Data entries
((
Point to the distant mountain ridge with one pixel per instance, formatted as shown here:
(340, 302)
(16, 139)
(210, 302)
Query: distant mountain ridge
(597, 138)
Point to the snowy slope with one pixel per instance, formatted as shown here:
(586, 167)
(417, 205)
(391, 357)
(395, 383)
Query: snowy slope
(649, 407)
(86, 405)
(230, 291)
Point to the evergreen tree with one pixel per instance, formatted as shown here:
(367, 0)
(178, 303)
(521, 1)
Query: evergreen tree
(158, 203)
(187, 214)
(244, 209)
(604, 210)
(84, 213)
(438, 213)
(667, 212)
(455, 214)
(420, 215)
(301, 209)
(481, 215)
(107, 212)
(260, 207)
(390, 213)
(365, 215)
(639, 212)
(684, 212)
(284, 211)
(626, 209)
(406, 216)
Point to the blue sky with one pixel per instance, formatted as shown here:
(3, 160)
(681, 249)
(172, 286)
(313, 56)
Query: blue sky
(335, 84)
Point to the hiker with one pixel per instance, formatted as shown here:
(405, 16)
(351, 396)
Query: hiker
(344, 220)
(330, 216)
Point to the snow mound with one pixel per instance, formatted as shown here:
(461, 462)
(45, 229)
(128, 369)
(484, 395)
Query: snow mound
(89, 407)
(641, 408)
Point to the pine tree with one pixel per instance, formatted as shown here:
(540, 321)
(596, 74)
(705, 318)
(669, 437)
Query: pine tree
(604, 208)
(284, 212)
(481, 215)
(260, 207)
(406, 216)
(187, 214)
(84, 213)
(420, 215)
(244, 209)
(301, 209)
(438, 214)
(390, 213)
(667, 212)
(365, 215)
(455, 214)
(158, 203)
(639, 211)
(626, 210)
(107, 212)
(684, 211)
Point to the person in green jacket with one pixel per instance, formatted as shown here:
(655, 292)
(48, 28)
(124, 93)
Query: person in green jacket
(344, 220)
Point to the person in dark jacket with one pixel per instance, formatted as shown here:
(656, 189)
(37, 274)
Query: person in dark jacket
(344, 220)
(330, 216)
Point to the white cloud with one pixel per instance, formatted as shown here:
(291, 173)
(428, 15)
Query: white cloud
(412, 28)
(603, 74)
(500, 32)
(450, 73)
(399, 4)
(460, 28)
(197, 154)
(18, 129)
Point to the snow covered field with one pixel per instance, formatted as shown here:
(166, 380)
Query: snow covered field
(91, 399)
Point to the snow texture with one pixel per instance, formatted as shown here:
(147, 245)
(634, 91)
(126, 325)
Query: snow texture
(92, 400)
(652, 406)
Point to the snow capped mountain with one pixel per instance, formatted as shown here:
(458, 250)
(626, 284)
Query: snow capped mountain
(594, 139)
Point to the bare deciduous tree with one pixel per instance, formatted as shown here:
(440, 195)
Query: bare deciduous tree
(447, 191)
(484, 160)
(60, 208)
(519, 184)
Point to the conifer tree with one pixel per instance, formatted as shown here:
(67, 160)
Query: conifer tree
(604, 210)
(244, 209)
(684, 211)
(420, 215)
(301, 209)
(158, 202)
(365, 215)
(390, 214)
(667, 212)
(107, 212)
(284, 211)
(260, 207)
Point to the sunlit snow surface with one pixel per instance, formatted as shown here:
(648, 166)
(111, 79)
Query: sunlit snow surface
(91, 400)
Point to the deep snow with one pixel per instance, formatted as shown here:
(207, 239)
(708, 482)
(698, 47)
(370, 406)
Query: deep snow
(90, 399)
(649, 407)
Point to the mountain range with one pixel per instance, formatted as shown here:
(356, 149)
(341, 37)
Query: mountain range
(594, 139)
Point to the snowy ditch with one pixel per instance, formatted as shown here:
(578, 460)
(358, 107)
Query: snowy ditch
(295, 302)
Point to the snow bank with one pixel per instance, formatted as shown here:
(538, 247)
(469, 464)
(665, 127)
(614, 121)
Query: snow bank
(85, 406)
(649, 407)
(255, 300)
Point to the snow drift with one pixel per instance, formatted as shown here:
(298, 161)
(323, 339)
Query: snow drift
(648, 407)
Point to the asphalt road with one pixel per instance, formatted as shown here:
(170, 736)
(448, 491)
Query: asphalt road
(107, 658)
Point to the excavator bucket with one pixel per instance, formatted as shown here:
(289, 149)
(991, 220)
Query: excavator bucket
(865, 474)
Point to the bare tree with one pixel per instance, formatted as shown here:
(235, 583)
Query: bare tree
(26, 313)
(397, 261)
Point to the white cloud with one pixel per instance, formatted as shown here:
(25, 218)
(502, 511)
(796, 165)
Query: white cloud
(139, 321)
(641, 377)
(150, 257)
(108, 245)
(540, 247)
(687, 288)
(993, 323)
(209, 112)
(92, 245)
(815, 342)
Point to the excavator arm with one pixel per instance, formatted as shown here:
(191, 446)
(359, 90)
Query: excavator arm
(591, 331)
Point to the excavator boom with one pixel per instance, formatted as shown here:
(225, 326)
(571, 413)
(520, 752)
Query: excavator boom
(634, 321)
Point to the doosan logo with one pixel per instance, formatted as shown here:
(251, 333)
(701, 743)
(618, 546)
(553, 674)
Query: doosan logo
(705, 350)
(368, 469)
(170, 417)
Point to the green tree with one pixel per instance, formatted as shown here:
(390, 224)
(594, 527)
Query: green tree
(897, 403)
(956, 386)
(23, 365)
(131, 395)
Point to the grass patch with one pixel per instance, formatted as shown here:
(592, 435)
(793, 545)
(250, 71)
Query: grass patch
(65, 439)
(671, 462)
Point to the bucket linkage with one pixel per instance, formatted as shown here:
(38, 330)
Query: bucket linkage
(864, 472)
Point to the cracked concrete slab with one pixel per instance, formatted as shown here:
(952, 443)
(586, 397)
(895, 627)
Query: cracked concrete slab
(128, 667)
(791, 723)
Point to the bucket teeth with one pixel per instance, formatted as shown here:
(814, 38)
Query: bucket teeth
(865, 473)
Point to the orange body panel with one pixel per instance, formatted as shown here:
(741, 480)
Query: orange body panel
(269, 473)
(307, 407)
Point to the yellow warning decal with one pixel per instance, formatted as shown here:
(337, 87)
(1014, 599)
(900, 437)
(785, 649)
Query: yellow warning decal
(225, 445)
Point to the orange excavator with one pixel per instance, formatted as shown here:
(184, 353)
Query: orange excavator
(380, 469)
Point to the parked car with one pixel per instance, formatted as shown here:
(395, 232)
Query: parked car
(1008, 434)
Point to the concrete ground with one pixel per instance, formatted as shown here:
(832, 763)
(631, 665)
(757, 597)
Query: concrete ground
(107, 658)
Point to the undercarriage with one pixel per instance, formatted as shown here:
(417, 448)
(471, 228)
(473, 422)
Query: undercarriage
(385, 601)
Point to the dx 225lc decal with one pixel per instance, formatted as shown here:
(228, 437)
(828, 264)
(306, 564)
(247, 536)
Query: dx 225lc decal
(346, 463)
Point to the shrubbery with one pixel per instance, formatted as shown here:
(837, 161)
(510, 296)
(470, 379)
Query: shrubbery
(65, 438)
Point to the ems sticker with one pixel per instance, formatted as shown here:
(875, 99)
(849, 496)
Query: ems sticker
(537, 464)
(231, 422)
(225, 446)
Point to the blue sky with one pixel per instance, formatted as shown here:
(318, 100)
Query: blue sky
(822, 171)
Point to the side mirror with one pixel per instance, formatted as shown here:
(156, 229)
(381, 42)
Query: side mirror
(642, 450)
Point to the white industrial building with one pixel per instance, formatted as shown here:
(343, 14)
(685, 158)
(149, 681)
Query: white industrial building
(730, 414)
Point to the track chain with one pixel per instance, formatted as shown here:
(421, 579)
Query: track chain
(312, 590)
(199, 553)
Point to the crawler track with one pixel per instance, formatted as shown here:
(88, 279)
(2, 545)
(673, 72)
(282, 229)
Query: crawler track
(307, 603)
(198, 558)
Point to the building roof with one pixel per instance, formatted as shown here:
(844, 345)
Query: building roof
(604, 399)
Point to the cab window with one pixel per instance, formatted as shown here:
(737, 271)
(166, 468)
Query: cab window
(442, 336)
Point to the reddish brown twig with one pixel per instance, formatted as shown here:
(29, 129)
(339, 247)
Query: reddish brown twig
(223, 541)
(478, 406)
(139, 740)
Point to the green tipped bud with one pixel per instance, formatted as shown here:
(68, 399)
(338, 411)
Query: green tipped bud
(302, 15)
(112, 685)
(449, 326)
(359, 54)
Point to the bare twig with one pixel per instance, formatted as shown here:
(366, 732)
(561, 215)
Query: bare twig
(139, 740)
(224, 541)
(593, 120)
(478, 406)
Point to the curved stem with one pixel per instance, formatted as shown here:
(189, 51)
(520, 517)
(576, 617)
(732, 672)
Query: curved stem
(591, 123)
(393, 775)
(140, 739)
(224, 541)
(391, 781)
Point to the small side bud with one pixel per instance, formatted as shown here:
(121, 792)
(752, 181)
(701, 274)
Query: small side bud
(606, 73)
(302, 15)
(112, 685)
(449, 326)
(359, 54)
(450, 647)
))
# What the exercise asks
Copy out the rows exactly, beginning with the line that contains "Point to the crawler" and continuing through the last of the rows.

# Output for this exercise
Point to the crawler track with one pixel per instance, formatted as shown here:
(88, 279)
(2, 545)
(673, 72)
(282, 229)
Query: crawler track
(307, 603)
(198, 558)
Point to the building roof with one pixel per instance, formatted as shown here:
(844, 345)
Query: building roof
(604, 399)
Point to the cab window with one pixel per instance, formatted as shown here:
(737, 271)
(166, 468)
Query: cab window
(442, 336)
Point to the reddish brown twig with one pixel per instance, formatted as shown here:
(29, 129)
(339, 247)
Query: reddish brown twig
(223, 541)
(478, 406)
(139, 740)
Point to the green tipped bud with one pixel per instance, formatted as shown here:
(68, 399)
(338, 411)
Query: green tipped bud
(302, 15)
(112, 685)
(449, 326)
(359, 54)
Point to the bare twig with one pixel per instance, formatted as shown here:
(366, 732)
(561, 215)
Query: bare twig
(139, 740)
(224, 541)
(593, 120)
(478, 406)
Point to the curved stem with one pixel per instance, formatted as shown here:
(189, 51)
(520, 517)
(576, 617)
(732, 672)
Query: curved stem
(591, 123)
(393, 775)
(140, 739)
(224, 541)
(391, 781)
Point to the small side bud with one pixel per instance, formatted as shown here:
(121, 792)
(752, 181)
(701, 274)
Query: small side bud
(606, 73)
(302, 15)
(112, 685)
(449, 326)
(359, 54)
(450, 647)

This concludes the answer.